> SET TASKS
1 – Which school does the Nyan Tun biography list as his alma mater?
2 – For each statement, say yes or no according to the Nyan Tun biography, and quote the words that decide it: (a) He was born in Zigon Township. (b) He served as First Vice President of Myanmar. (c) He has three children.
3 – Write out the part of the Nyan Tun biography that opens with the words containing "Personal details" and closes with "Thein Tin (mother)".

> READING PASSAGE
☆ ☆ ☆

Member of the Pyithu Hluttaw
- Incumbent
- Assumed office 31 March 2016
- Constituency: Zigon Township

2nd Second Vice President of Myanmar
- In office 15 August 2012 – 30 March 2016 Serving with Sai Mauk Kham
- President: Thein Sein
- Preceded by: Sai Mauk Kham
- Succeeded by: Henry Van Thio

Personal details
- Born: 12 January 1954 (age 72) Zigon Township, Myanmar
- Party: Union Solidarity and Development Party
- Spouse: Khin Aye Myint
- Children: 3
- Parent(s): Sein Maung (father) Thein Tin (mother)
- Alma mater: Defence Services Academy
- Occupation: Politician

Military service
- Allegiance: Myanmar
- Branch/service: Myanmar Navy
- Years of service: 1975–2012
- Rank: Admiral

= Nyan Tun =

Burmese politician and general

Thray Sithu Nyan Tun (ဉာဏ်ထွန်း; born 12 January 1954) is a Burmese politician who served as a member of parliament in the House of Representatives for Zigon Township constituency from 31 March 2016 to 30 January 2021. He previously served as Second Vice President of Myanmar from 15 August 2012 to 30 March 2016. Previously, he was the commander-in-chief of the Myanmar Navy with the rank of admiral, retired in 2012. He was elected as Second Vice President of Myanmar on 15 August 2012 following the resignation of Tin Aung Myint Oo.

☆ ☆ ☆

> ENTRIES SHOWN
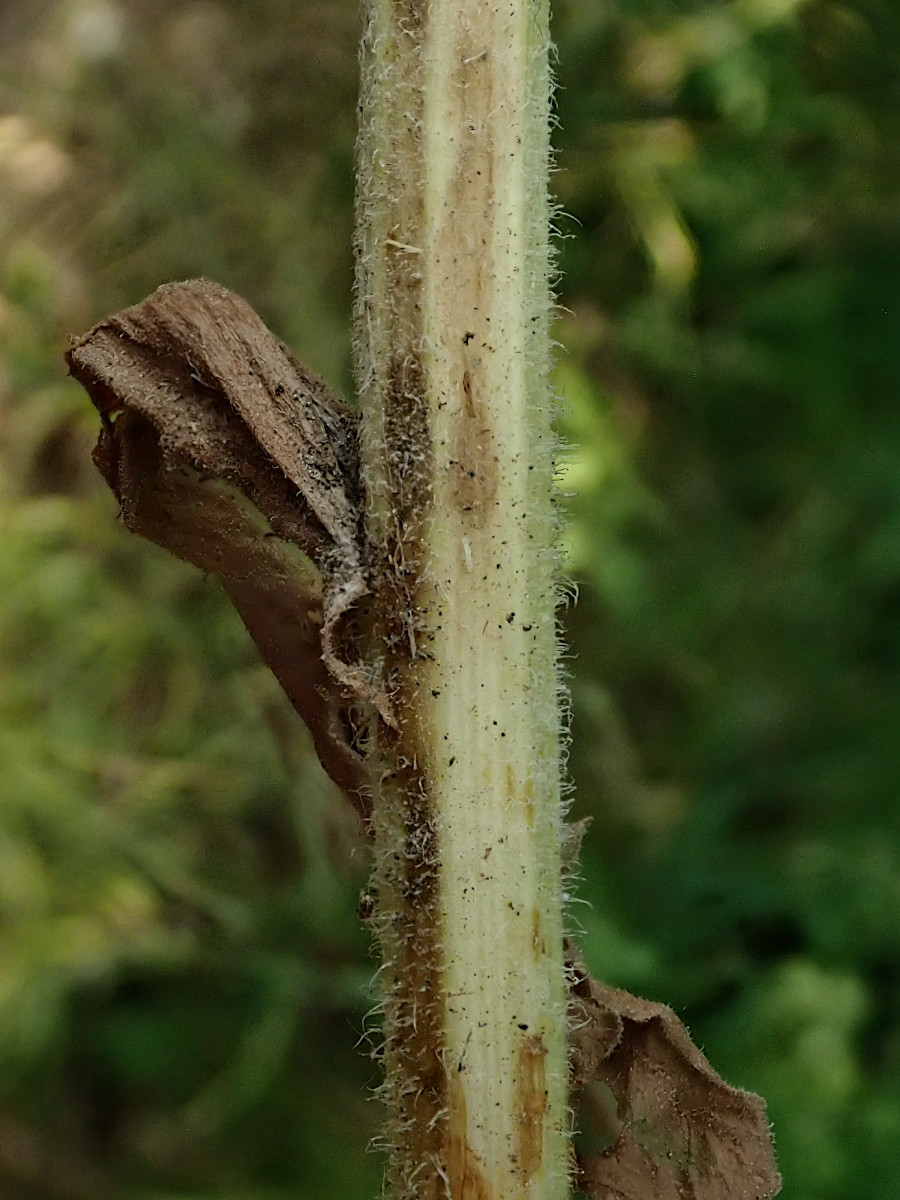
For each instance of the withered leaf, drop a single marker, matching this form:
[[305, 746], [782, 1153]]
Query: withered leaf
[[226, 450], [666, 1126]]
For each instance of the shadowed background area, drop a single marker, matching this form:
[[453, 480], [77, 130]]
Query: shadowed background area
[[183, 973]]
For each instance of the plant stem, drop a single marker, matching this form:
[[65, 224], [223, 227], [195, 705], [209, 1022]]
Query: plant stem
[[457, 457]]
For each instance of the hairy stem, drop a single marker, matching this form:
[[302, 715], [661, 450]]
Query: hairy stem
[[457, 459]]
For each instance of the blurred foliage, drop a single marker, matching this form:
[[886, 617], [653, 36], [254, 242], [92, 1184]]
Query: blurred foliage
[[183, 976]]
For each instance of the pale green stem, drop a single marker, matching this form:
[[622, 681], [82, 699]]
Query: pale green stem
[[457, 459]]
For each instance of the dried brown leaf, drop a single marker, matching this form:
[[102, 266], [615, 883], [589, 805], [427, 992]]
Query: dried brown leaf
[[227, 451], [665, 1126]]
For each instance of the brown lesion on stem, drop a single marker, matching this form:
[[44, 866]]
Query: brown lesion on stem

☆ ☆ ☆

> RESULTS OF THE TASKS
1 – The Defence Services Academy.

2 –
(a) Yes: "Born: 12 January 1954 (age 72) Zigon Township, Myanmar"
(b) No: "He previously served as Second Vice President of Myanmar from 15 August 2012 to 30 March 2016."
(c) Yes: "Children: 3"

3 –
Personal details
- Born: 12 January 1954 (age 72) Zigon Township, Myanmar
- Party: Union Solidarity and Development Party
- Spouse: Khin Aye Myint
- Children: 3
- Parent(s): Sein Maung (father) Thein Tin (mother)